Le nombre de victimes n’a pas encore été communiqué. Il fait l’objet d’un second travail. L’épidémiologiste de l’Institut Gustave-Roussy (Villejuif, Val-de-Marne) Catherine Hill, n’a pas attendu ses résultats.
D’après ses estimations, 50 000 grossesses sous Dépakine, Dépakote ou génériques ont été menées entre 1983 et 2015, donnant lieu à 30 000 naissances vivantes. 3 000 personnes souffriraient ainsi de malformations et 12 000 de troubles neuro-développementaux.

Comment avez-vous obtenu cette estimation ?

Catherine Hill : Je suis partie des données entre 2007 et 2014 mises en ligne par l’Agence de sécurité du médicament (ANSM). Les experts ont conclu à 14 322 grossesses exposées et 8 701 naissances vivantes. La Direction Générale de la Santé a communiqué les données de vente par année de 1967 à 2015. J’ai simplement regardé les millions de boîtes vendues entre 2007 et 2014 et extrapolé.
● ● ● ●
VOS CONSIGNES →
Selon le texte sur les grossesses exposées à la Dépakine, combien de naissances vivantes Catherine Hill estime-t-elle pour la période de 1983 à 2015 ? Les enregistrements constituent un matériau distinct du texte.
● ● ● ●
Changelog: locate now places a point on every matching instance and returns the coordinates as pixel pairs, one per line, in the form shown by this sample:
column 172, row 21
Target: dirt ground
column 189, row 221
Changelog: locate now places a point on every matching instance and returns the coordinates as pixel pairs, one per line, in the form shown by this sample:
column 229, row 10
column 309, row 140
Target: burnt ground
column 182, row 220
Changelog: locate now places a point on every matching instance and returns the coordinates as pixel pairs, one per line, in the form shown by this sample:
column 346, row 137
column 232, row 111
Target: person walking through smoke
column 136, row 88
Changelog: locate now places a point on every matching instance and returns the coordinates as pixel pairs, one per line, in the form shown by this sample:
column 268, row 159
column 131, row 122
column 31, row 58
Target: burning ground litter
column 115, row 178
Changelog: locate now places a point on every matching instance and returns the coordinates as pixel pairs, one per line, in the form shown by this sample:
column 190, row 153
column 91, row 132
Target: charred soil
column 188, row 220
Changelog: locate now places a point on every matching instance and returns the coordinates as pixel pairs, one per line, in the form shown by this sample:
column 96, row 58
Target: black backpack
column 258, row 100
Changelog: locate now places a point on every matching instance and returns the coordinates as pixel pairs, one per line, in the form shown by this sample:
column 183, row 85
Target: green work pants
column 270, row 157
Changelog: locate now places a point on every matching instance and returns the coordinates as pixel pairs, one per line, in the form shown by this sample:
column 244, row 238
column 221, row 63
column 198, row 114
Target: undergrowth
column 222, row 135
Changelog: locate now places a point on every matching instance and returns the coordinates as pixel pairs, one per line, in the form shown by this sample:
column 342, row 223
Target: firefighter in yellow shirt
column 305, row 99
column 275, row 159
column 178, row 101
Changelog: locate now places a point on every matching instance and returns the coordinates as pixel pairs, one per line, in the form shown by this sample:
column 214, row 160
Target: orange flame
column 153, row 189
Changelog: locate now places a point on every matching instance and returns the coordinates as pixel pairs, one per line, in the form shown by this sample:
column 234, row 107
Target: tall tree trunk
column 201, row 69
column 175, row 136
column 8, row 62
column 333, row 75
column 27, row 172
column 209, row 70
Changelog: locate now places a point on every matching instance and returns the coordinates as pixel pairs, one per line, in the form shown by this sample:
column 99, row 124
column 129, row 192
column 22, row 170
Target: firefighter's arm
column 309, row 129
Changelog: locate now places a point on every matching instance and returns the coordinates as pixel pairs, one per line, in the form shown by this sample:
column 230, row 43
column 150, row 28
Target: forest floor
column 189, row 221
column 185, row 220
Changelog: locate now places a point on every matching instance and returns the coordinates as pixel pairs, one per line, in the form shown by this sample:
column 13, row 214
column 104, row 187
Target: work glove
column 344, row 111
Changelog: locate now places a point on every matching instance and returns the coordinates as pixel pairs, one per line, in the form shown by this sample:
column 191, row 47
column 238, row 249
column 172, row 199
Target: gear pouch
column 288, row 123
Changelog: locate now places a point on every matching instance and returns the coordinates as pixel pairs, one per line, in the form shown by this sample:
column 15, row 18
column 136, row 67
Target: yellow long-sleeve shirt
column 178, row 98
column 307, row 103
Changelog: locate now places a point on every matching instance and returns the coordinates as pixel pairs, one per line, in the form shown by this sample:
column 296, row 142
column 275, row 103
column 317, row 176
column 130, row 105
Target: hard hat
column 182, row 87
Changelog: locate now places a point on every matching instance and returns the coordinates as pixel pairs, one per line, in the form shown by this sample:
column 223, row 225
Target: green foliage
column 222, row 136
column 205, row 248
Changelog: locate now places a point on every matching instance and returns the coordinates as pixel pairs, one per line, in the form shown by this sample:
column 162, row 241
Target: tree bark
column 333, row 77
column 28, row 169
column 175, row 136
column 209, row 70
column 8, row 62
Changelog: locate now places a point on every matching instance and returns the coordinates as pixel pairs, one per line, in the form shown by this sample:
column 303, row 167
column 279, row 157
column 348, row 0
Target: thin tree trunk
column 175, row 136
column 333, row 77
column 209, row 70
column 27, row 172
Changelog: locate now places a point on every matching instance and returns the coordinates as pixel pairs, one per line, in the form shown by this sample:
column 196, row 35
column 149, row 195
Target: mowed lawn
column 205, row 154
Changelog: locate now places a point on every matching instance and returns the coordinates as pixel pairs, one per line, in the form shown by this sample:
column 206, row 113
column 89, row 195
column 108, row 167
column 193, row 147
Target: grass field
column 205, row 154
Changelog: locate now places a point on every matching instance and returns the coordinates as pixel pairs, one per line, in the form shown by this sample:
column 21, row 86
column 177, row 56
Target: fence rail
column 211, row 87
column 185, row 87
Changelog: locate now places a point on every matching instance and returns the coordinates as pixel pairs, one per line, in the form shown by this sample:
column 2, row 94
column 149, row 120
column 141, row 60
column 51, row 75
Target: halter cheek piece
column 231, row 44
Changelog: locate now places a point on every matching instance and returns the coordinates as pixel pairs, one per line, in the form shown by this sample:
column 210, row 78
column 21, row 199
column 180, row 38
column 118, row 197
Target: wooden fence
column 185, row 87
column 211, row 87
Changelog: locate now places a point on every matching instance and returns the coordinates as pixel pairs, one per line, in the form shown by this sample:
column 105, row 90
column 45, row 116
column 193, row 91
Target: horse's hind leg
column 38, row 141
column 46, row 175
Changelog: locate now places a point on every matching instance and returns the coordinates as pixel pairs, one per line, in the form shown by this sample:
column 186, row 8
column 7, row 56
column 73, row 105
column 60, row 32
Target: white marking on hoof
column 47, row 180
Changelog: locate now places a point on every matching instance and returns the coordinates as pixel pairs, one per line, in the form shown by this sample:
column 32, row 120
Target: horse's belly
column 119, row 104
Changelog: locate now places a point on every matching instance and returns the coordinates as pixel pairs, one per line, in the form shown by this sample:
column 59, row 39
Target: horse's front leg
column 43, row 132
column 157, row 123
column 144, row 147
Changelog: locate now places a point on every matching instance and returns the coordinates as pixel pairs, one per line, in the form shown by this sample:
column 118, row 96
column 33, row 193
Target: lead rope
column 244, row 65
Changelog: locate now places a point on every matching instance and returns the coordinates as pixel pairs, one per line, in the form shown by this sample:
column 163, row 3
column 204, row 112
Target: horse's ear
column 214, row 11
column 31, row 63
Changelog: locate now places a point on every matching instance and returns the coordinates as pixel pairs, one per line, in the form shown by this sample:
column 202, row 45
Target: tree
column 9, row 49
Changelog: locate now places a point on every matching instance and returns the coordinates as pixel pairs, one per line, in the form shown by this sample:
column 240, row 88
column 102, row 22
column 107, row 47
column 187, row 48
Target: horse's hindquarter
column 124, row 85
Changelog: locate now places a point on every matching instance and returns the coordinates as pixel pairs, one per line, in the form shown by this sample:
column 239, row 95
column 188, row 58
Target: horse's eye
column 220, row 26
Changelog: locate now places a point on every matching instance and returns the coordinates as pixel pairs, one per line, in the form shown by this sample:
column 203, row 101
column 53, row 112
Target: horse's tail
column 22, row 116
● ● ● ●
RÉSULTAT DE L'EXERCICE →
30 000 naissances vivantes.